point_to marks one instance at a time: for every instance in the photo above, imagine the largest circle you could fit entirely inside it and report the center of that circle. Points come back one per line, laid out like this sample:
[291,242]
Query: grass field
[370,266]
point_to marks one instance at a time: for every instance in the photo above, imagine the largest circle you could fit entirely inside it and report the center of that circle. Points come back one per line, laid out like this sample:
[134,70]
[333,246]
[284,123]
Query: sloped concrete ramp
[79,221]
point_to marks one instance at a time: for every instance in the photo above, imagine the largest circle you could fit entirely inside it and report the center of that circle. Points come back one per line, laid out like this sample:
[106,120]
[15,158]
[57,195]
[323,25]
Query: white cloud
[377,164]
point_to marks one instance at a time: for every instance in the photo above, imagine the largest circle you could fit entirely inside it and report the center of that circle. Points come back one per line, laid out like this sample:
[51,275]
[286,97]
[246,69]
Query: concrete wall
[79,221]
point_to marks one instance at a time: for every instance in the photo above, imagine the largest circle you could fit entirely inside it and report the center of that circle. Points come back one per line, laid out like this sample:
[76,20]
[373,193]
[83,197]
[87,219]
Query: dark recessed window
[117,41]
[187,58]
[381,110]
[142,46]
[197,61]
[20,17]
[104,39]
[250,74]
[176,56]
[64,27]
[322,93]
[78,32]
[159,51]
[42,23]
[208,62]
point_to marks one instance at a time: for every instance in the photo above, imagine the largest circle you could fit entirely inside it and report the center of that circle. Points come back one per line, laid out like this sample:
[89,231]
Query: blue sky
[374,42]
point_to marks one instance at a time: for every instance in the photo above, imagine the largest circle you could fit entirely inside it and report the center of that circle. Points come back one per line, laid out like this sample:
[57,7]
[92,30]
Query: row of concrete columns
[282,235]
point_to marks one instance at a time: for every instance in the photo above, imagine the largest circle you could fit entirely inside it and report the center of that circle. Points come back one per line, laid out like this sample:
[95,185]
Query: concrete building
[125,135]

______________________________

=== YOUR GOAL ===
Transcribe the material exactly as it reads.

=== WRITTEN REPLY ===
point_to marks one instance at a time: for every instance in the photo above, imagine the largest circle you could fit entirely inside it and report the center of that circle. Points come back one per line, laid out like this sample:
[291,242]
Query: grass field
[370,266]
point_to marks one instance at a time: for every instance in the photo above, imagine the largest circle you could fit entirely inside it and report the center of that circle. Points come back one per line, laid out like this sample:
[134,70]
[333,246]
[284,123]
Query: sloped concrete ramp
[79,221]
point_to marks one instance at a time: for every instance in the photo above, imagine the largest circle you could fit entirely inside it and report the center of that circle. Points come back one per line, laid out like this sample:
[106,120]
[15,158]
[57,195]
[323,25]
Query: white cloud
[377,164]
point_to marks one instance at a time: for every instance in the photo above, imagine the largest circle you could fit entirely inside it and report the center of that circle. Points come back one per line, laid out like this sample:
[51,275]
[286,97]
[246,69]
Query: concrete wall
[79,221]
point_to marks one instance at a time: for every instance in the photo above, imagine the largest circle you could fit entirely inside it and report the center of that circle. Points come back one per line, laid out like this sample:
[76,20]
[373,193]
[83,197]
[87,219]
Query: dark recessed window
[117,41]
[187,58]
[381,110]
[142,46]
[197,61]
[20,17]
[104,39]
[250,74]
[176,56]
[64,27]
[322,93]
[78,32]
[159,51]
[42,23]
[208,62]
point_to marks one instance at a time: for every instance in the photo above, imagine the largest circle you could fit entirely inside it and report the center of that circle. Points come back one per line, laid out like this sample:
[89,231]
Query: blue sky
[374,42]
point_to marks one instance at a time: for every instance in the photo above, imagine the largest circle you could fit entirely inside it and report the center of that circle. Points come back one per line, laid out like this sample:
[57,7]
[92,30]
Query: row of concrete columns
[282,235]
point_to marks one instance at a time: for every instance in the photo above, imagine the largest circle you could fit entirely inside it and report the center of that circle. Points come back one per line, laid out like this sample:
[95,185]
Query: concrete building
[125,135]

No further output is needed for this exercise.